Reproduce the entries word for word, and omit any picture you find in them.
EXERCISE DATA Block Start
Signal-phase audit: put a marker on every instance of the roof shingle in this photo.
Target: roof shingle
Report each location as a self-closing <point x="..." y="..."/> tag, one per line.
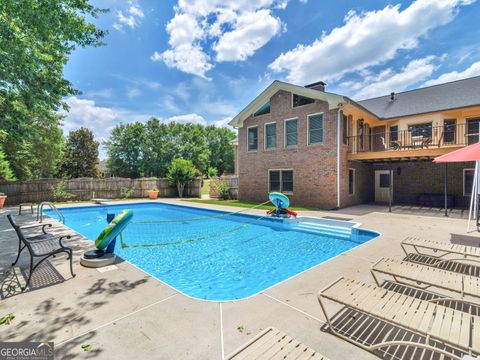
<point x="452" y="95"/>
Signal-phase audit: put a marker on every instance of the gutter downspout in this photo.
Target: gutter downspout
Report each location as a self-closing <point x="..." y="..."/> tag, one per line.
<point x="338" y="154"/>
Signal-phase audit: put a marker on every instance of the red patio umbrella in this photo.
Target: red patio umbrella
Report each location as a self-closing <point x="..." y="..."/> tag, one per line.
<point x="468" y="153"/>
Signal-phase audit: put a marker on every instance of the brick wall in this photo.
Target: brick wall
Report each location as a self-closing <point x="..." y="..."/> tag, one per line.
<point x="417" y="177"/>
<point x="314" y="166"/>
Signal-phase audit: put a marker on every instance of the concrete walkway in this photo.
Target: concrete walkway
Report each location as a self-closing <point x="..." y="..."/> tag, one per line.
<point x="124" y="313"/>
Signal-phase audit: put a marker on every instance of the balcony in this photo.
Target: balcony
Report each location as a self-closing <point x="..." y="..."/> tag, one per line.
<point x="419" y="141"/>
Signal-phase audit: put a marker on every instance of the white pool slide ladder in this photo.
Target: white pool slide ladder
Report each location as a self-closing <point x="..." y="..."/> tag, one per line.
<point x="51" y="206"/>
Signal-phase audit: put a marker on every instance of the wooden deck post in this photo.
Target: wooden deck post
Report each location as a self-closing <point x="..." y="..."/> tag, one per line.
<point x="446" y="188"/>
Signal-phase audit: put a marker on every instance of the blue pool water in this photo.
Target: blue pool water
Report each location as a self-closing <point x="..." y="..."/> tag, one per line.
<point x="223" y="258"/>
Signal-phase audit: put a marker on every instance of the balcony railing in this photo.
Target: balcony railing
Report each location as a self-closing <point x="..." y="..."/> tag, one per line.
<point x="418" y="138"/>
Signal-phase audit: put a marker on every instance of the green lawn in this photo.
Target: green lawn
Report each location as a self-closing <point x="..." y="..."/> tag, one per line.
<point x="206" y="187"/>
<point x="247" y="204"/>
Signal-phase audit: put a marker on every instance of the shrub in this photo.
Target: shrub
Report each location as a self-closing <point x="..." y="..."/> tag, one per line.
<point x="180" y="172"/>
<point x="222" y="189"/>
<point x="125" y="193"/>
<point x="212" y="172"/>
<point x="59" y="193"/>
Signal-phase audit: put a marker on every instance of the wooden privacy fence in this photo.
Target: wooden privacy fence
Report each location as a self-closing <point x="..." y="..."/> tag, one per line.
<point x="37" y="191"/>
<point x="231" y="181"/>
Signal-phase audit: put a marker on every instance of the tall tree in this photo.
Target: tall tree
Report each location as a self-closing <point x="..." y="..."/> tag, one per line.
<point x="222" y="151"/>
<point x="80" y="158"/>
<point x="37" y="38"/>
<point x="125" y="149"/>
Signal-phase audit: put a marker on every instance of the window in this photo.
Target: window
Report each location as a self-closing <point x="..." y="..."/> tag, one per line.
<point x="301" y="100"/>
<point x="423" y="130"/>
<point x="449" y="130"/>
<point x="280" y="180"/>
<point x="252" y="139"/>
<point x="473" y="130"/>
<point x="394" y="133"/>
<point x="274" y="181"/>
<point x="468" y="175"/>
<point x="270" y="136"/>
<point x="264" y="109"/>
<point x="384" y="180"/>
<point x="351" y="181"/>
<point x="291" y="133"/>
<point x="315" y="129"/>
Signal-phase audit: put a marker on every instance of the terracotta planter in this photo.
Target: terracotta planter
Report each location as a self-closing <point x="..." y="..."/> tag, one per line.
<point x="153" y="194"/>
<point x="2" y="200"/>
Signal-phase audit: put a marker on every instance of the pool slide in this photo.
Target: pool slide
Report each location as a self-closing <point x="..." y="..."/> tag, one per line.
<point x="282" y="203"/>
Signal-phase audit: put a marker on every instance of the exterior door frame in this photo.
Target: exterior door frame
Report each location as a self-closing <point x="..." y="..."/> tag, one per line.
<point x="382" y="194"/>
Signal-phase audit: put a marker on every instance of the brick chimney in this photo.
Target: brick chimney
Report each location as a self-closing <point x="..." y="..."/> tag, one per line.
<point x="319" y="85"/>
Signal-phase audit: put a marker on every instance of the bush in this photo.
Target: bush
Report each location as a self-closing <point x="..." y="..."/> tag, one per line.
<point x="222" y="189"/>
<point x="212" y="172"/>
<point x="59" y="193"/>
<point x="180" y="172"/>
<point x="125" y="193"/>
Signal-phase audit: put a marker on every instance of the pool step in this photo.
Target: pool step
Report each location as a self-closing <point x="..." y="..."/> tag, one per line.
<point x="338" y="232"/>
EXERCISE DATA Block End
ANSWER TO THE PROBLEM –
Signal-phase audit: put a marker on every instance of the roof shingle in this photo.
Target: roof shingle
Report each location as a self-closing <point x="..." y="..."/> tag, one per line.
<point x="452" y="95"/>
Signal-phase audit: put a marker on every instance of the gutter downspout in this photo.
Target: gutter downspout
Report each location as a self-closing <point x="..." y="..."/> tag, one per line.
<point x="338" y="154"/>
Signal-phase audit: put a marker on every instance of the red patio umbrella in this photo.
Target: red patio umbrella
Report each location as a self-closing <point x="..." y="..."/> tag, one per line.
<point x="468" y="153"/>
Signal-phase audit: put a marker on every instance of the brick wall in this photo.
Target: brick wall
Report each location as a self-closing <point x="..." y="..."/> tag, one per line.
<point x="417" y="177"/>
<point x="314" y="166"/>
Signal-phase audit: put a marker on every instance of the concrete walkway in this photo.
Target: concrete walkway
Report each location as a self-closing <point x="..." y="..."/> tag, one per line.
<point x="124" y="313"/>
Signal-phase audit: put a marker on every instance of the balcony in this photo.
Target: balcony
Report each location as a self-closing <point x="..." y="..."/> tag, one per line.
<point x="419" y="141"/>
Signal-phase audit: put a marker on every instance of the white pool slide ladder in this photo.
Target: white pool slide ladder
Report each location as a self-closing <point x="..." y="..."/> tag, one per line.
<point x="51" y="206"/>
Signal-phase audit: put a marker on every instance of the wooden deck post in this photo.
Target: wooden deck post
Report each location as a self-closing <point x="..." y="..."/> tag, one per line.
<point x="446" y="188"/>
Signal-phase audit: put a marker on every instance of the blue pool water in this photo.
Target: blue pool water
Report each location as a self-closing <point x="..." y="..."/> tag, one per line.
<point x="223" y="258"/>
Signal-phase audit: put a marker on every instance of the balcony railing in this photo.
Target: balcony railing
Report each location as a self-closing <point x="..." y="..."/> tag, one per line.
<point x="418" y="138"/>
Signal-phase audit: put a marker on every instance of the green lawn in this photo.
Target: green lawn
Report each location as a self-closing <point x="..." y="..."/> tag, one per line.
<point x="206" y="187"/>
<point x="247" y="204"/>
Signal-phase audit: put a marker on every instance of the shrub in this photo.
Target: shrub
Report each location as a self-closing <point x="..." y="..."/> tag, one per line.
<point x="180" y="172"/>
<point x="222" y="189"/>
<point x="125" y="193"/>
<point x="212" y="172"/>
<point x="59" y="193"/>
Signal-phase audit: put a marker on every instance of the wooden privacy fence in this photo.
Target: wooden privacy fence
Report each location as a self-closing <point x="..." y="..."/> tag, one per line.
<point x="37" y="191"/>
<point x="231" y="181"/>
Signal-phase audit: put a marker on every instance of the tall tree in this photo.
Target: tall tree
Report each location as a self-closing <point x="..." y="..."/> tag, one per line.
<point x="222" y="151"/>
<point x="80" y="158"/>
<point x="37" y="38"/>
<point x="125" y="149"/>
Signal-phase audit: put a marker on every instance of the window in this photo.
Target: window
Report each location as a self-closing <point x="..." y="..."/> tag, one per line.
<point x="301" y="100"/>
<point x="423" y="130"/>
<point x="449" y="130"/>
<point x="280" y="180"/>
<point x="252" y="139"/>
<point x="473" y="130"/>
<point x="394" y="133"/>
<point x="274" y="181"/>
<point x="468" y="175"/>
<point x="270" y="136"/>
<point x="264" y="109"/>
<point x="384" y="180"/>
<point x="351" y="181"/>
<point x="291" y="133"/>
<point x="315" y="129"/>
Signal-phase audit: put a marker on every instance of the terracotta planter in this photo.
Target: terracotta planter
Report each location as a self-closing <point x="..." y="..."/> tag, one per line.
<point x="153" y="194"/>
<point x="2" y="200"/>
Signal-phase audit: put a marker on every instance of the pool slide in this photo.
Target: pool slide
Report each location as a self-closing <point x="..." y="..."/> tag, one per line.
<point x="282" y="203"/>
Signal-phase audit: put a marker on every instance of the exterior door frame in this photo.
Target: exterior door frame
Report each location as a self-closing <point x="..." y="..."/> tag, one per line.
<point x="382" y="194"/>
Signal-phase audit: put a marker on every instance of the brick chimney in this photo.
Target: brick chimney
Report each location as a self-closing <point x="..." y="..."/> tag, one per line.
<point x="319" y="85"/>
Signal-phase audit: put a marker on every instance of the bush in this photo.
Target: bush
Report each location as a self-closing <point x="..." y="..."/> tag, one per line.
<point x="222" y="189"/>
<point x="212" y="172"/>
<point x="59" y="193"/>
<point x="180" y="172"/>
<point x="125" y="193"/>
Signal-phase audit: put a marker on every instance of the pool step in this photo.
Target: pool step
Report each location as a self-closing <point x="..." y="..."/> tag, one per line.
<point x="338" y="232"/>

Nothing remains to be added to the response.